▶ **Dataset excerpts**
--

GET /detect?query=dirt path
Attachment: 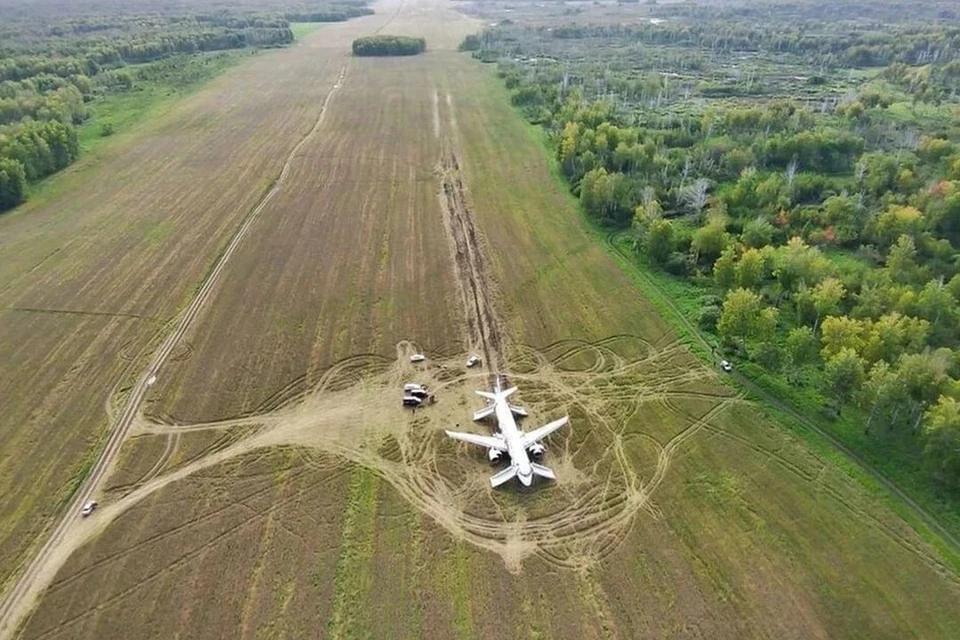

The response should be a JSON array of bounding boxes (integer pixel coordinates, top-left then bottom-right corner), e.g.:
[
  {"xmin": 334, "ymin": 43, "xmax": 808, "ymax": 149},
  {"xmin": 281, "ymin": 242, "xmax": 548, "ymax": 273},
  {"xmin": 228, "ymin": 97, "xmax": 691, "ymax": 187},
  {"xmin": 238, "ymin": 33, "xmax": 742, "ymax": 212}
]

--

▶ **To do**
Change "dirt path" to "gravel trail" throughout the rows above and write the rows out again with everything else unchanged. Leave the pictures out.

▶ **Task response**
GET /detect?query=gravel trail
Attachment: 

The response should be a JSON array of bounding boxes (integer pixel coordinates, top-left then bottom-right corner), e.g.:
[
  {"xmin": 334, "ymin": 43, "xmax": 808, "ymax": 149},
  {"xmin": 281, "ymin": 242, "xmax": 548, "ymax": 273},
  {"xmin": 228, "ymin": 97, "xmax": 691, "ymax": 187},
  {"xmin": 238, "ymin": 33, "xmax": 742, "ymax": 212}
]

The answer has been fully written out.